Dataset entries
____

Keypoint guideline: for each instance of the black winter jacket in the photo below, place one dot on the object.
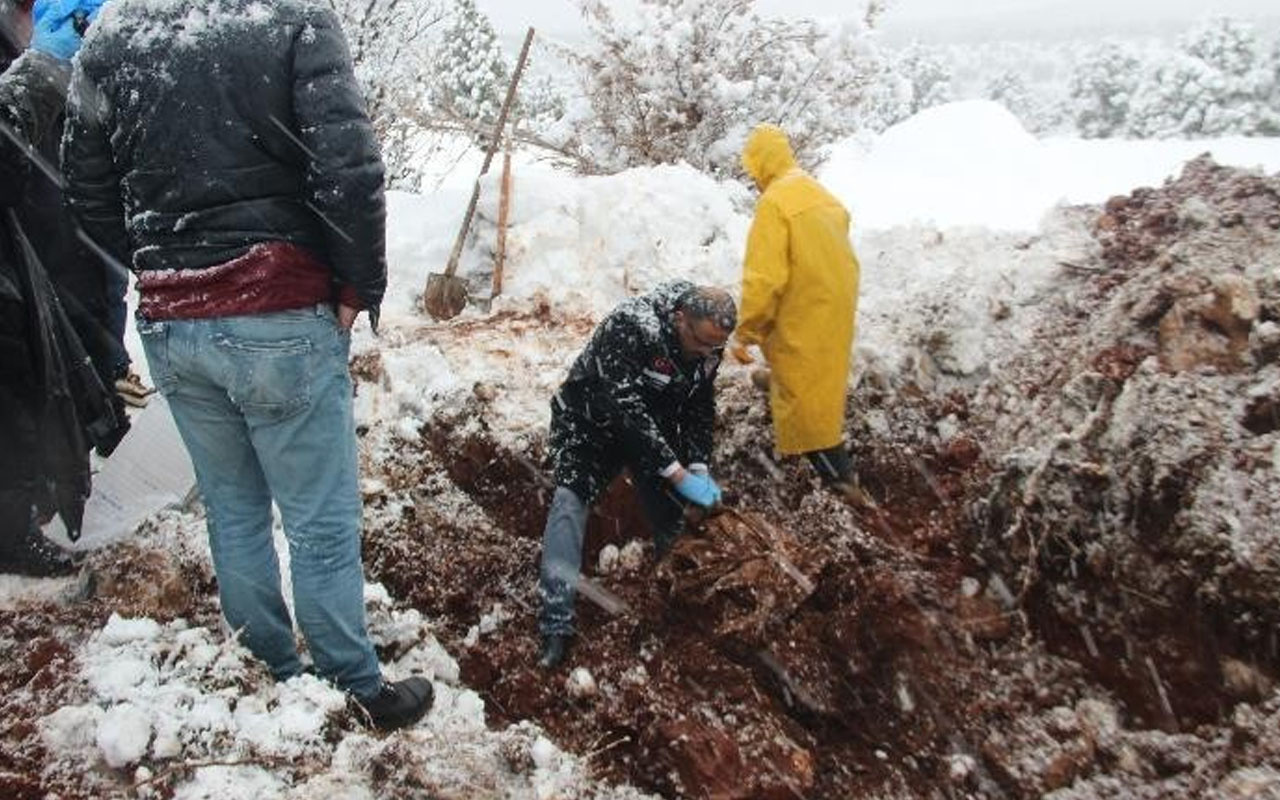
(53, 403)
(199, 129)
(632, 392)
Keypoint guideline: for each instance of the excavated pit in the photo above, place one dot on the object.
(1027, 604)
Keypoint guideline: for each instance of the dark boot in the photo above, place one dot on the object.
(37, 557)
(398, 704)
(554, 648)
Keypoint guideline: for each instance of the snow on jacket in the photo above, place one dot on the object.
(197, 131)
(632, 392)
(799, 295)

____

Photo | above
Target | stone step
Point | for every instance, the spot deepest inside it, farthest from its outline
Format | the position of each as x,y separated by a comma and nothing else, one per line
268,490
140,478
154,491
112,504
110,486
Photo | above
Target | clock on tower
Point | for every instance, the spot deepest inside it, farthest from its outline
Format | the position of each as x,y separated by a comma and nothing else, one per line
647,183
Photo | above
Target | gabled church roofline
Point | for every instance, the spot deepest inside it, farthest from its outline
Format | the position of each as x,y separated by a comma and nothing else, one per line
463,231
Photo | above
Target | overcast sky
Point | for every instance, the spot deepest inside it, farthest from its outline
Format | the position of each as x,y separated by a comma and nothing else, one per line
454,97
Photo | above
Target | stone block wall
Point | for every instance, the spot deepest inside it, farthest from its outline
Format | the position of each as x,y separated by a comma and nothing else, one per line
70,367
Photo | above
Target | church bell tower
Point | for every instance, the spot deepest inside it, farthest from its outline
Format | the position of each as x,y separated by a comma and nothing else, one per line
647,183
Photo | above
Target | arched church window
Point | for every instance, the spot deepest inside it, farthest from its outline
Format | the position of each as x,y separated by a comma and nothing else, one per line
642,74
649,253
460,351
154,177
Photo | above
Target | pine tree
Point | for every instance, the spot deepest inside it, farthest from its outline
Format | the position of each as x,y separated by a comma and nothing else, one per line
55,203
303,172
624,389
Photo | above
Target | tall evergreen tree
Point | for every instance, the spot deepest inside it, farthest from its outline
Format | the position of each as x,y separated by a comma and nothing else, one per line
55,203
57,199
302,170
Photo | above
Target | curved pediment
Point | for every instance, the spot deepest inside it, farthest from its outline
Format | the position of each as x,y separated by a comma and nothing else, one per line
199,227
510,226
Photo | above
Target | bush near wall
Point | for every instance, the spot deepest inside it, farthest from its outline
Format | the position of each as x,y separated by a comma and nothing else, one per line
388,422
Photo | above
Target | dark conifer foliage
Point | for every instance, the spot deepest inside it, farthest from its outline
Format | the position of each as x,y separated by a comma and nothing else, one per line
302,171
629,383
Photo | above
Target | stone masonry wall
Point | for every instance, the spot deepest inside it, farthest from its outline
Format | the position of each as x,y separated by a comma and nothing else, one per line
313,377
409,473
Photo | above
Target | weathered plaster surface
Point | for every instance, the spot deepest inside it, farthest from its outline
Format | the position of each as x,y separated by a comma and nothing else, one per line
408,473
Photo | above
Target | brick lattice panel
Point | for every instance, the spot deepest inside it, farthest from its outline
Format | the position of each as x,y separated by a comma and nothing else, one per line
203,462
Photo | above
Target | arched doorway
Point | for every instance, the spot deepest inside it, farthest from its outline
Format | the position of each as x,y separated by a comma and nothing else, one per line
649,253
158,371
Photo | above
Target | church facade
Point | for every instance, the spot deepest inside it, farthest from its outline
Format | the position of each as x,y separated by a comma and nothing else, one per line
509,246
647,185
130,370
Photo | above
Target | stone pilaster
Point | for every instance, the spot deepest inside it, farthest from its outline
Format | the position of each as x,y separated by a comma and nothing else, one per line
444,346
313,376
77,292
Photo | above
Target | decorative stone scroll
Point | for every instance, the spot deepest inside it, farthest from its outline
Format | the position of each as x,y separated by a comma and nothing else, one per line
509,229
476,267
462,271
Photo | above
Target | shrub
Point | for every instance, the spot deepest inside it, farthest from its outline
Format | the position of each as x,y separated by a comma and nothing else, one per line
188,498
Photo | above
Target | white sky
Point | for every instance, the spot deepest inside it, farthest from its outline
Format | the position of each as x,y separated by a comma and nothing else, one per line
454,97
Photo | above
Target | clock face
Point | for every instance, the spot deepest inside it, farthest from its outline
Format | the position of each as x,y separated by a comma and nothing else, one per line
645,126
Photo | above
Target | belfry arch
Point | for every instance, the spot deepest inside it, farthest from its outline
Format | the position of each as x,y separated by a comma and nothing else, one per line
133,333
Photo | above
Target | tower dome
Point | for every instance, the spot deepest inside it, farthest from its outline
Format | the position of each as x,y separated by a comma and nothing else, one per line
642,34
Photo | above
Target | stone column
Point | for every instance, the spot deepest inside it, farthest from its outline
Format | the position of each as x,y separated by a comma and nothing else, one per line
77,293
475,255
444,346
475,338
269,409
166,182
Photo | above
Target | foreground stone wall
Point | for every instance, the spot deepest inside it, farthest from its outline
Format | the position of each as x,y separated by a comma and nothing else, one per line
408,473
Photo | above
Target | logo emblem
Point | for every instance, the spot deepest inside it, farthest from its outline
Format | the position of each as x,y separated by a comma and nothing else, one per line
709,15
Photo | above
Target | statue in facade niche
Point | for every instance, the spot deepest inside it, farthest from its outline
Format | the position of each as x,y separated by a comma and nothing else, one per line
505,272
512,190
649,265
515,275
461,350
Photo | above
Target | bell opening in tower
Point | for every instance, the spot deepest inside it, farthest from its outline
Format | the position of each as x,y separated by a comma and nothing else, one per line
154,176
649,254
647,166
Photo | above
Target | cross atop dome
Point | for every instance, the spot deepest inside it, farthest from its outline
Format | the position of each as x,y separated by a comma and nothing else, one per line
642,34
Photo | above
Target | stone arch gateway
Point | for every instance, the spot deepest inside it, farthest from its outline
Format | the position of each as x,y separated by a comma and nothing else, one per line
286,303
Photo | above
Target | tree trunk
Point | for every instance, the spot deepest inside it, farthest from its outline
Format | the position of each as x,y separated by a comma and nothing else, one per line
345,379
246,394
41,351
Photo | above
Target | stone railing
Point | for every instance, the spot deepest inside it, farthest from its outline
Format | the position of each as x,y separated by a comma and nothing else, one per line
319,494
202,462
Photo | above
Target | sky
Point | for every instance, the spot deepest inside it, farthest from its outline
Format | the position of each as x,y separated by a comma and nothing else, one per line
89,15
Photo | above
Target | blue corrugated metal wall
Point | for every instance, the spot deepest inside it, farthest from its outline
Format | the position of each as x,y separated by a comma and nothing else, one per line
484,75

____

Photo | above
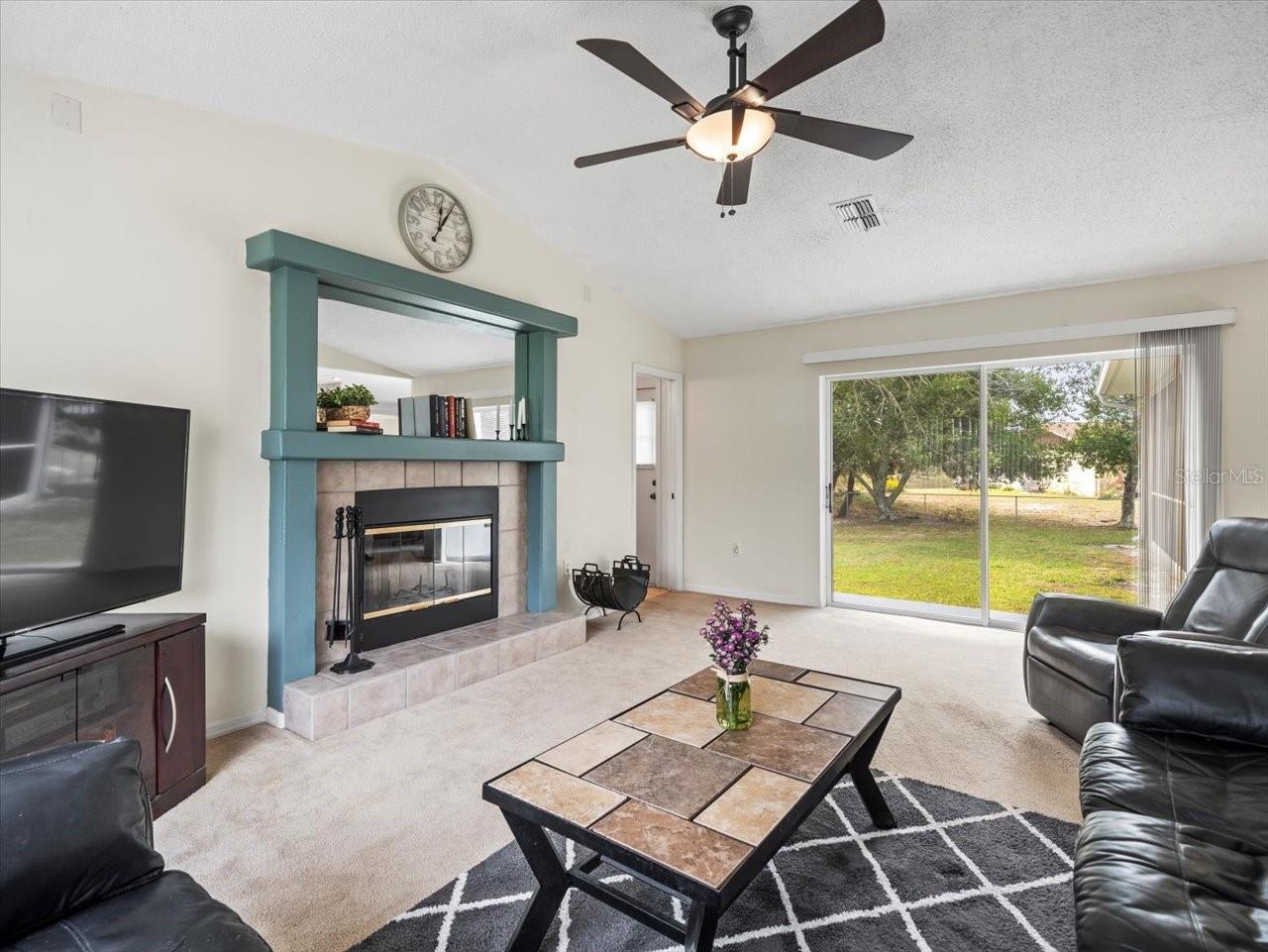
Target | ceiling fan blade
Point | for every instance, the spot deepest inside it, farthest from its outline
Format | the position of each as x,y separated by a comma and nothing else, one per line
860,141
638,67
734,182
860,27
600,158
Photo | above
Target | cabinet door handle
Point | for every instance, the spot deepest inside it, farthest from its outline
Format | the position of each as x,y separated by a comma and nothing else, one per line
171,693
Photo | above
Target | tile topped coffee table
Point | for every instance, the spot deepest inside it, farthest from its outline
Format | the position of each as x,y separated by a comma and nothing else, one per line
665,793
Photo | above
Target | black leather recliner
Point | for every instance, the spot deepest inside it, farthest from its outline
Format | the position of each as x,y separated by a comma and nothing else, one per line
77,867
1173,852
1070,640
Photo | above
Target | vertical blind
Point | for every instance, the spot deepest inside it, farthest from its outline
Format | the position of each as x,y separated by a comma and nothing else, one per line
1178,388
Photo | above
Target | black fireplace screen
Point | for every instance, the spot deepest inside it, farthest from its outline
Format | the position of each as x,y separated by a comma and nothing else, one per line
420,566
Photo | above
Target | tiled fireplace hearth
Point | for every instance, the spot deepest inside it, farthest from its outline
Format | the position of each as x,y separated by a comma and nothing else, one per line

____

→ DESCRIPTION OF THE TASK
For every line in the entries above that contains "facade", add one to a count, and give that number by itself.

→ TASK ANSWER
2